ZADANIE DO WYKONANIA
Powiel dokładnie wszystkie poniższe wiersze, ale nie umieszczaj w odpowiedzi obrazów.

PRZEDSTAWIONY MATERIAŁ
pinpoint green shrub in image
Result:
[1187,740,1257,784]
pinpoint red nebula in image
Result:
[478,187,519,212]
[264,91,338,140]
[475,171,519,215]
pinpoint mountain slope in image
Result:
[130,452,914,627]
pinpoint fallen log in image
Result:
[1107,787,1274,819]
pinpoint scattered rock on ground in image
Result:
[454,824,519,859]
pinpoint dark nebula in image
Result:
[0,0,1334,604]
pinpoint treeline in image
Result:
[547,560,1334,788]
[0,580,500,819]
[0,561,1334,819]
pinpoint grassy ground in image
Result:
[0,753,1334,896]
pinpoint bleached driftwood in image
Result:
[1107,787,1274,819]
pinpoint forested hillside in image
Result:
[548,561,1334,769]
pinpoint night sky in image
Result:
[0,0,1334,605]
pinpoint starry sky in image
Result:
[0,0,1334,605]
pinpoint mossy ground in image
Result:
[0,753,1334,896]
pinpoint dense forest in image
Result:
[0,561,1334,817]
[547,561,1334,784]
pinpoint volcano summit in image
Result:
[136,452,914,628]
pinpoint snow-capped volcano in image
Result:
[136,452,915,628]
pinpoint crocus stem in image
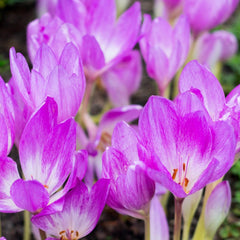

ROZWIĄZANIE ZADANIA
pinpoint green shrub in image
Result:
[1187,740,1257,784]
pinpoint red nebula in image
Result:
[478,187,519,212]
[264,91,338,140]
[475,171,519,215]
pinpoint mountain slope in image
Result:
[130,452,914,627]
pinpoint fallen log in image
Result:
[1107,787,1274,819]
pinpoint scattered rock on ground in image
Result:
[454,824,519,859]
pinpoint dark nebula in image
Result:
[0,0,1334,604]
pinpoint treeline in image
Result:
[547,560,1334,788]
[0,580,500,819]
[0,561,1334,819]
pinpoint grassy ground in image
Result:
[0,753,1334,896]
pinpoint bleached driftwood in image
Result:
[1107,787,1274,819]
pinpoint forested hillside in image
Result:
[548,561,1334,769]
pinpoint night sky in image
Result:
[0,0,1334,605]
pinpoint starry sky in image
Result:
[0,0,1334,605]
pinpoint mossy ground in image
Result:
[0,753,1334,896]
pinpoint dense forest in image
Result:
[0,561,1334,817]
[547,561,1334,784]
pinpoint volcano summit in image
Result:
[136,452,914,628]
pinpoint snow-capped volcano in image
Result:
[136,452,915,628]
pinpoint crocus stem in image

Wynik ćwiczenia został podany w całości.